What you have to do
Return the entries below precisely, omitting nothing.
···
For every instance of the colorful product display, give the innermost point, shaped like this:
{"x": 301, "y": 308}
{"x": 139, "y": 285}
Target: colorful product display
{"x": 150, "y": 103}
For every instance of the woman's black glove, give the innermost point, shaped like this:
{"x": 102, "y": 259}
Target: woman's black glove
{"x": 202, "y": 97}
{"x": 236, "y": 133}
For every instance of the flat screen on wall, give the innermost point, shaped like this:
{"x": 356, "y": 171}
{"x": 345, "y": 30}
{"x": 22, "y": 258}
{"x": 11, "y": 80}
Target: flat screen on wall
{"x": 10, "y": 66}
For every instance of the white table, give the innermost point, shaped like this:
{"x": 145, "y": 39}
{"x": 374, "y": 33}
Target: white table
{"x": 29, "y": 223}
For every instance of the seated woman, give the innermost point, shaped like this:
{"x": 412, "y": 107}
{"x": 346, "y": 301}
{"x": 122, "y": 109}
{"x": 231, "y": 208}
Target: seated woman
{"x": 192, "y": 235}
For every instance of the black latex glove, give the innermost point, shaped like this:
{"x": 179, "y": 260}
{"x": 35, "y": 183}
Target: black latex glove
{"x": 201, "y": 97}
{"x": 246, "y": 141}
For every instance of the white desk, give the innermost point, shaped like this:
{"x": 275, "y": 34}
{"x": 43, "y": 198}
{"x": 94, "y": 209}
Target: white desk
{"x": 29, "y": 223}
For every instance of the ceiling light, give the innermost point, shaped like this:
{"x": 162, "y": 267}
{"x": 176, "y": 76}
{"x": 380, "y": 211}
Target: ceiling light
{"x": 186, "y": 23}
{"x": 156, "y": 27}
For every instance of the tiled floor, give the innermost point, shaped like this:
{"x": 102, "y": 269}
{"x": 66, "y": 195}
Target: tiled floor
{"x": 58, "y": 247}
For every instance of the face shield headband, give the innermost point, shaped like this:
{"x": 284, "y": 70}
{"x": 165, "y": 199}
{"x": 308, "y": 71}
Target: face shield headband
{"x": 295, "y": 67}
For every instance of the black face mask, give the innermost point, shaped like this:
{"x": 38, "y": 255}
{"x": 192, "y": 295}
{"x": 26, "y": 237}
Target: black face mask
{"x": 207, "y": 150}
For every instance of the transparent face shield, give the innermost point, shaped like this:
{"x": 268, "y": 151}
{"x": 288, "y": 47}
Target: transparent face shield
···
Solution
For every instance of the colorful product display, give the innermost point, shaped like this:
{"x": 301, "y": 308}
{"x": 139, "y": 285}
Target: colorful product display
{"x": 150, "y": 103}
For every instance of the woman's black glove, give the innermost point, shaped like this:
{"x": 102, "y": 259}
Target: woman's black glove
{"x": 202, "y": 97}
{"x": 236, "y": 133}
For every instance of the flat screen on wall, give the innermost point, shaped like this:
{"x": 356, "y": 171}
{"x": 345, "y": 30}
{"x": 22, "y": 258}
{"x": 11, "y": 80}
Target: flat screen on wall
{"x": 10, "y": 66}
For every instance of the white table, give the innermost point, shaped like this:
{"x": 145, "y": 39}
{"x": 374, "y": 33}
Target: white table
{"x": 29, "y": 223}
For every instance of the seated woman, give the innermost point, shaped like this:
{"x": 412, "y": 107}
{"x": 346, "y": 301}
{"x": 122, "y": 109}
{"x": 231, "y": 208}
Target: seated woman
{"x": 192, "y": 235}
For every instance of the black latex glove, give the innermost point, shaped like this:
{"x": 179, "y": 260}
{"x": 35, "y": 183}
Target: black latex glove
{"x": 201, "y": 97}
{"x": 246, "y": 141}
For every instance of the white desk, give the innermost point, shaped like this:
{"x": 275, "y": 34}
{"x": 43, "y": 198}
{"x": 94, "y": 209}
Target: white desk
{"x": 29, "y": 223}
For every instance of the ceiling light, give the innermost point, shaped like this:
{"x": 162, "y": 267}
{"x": 176, "y": 76}
{"x": 380, "y": 211}
Target: ceiling light
{"x": 186, "y": 23}
{"x": 156, "y": 27}
For every instance of the tiled floor, give the innermost point, shaped like this:
{"x": 102, "y": 269}
{"x": 66, "y": 195}
Target: tiled floor
{"x": 58, "y": 247}
For every instance of the face shield headband, give the innermost point, shaped like this:
{"x": 284, "y": 70}
{"x": 165, "y": 199}
{"x": 308, "y": 71}
Target: face shield headband
{"x": 295, "y": 67}
For every instance of the black face mask, give the innermost point, shaped like this:
{"x": 38, "y": 255}
{"x": 192, "y": 295}
{"x": 26, "y": 237}
Target: black face mask
{"x": 207, "y": 150}
For every instance of the transparent face shield, give the innermost point, shaped like this:
{"x": 268, "y": 151}
{"x": 288, "y": 47}
Target: transparent face shield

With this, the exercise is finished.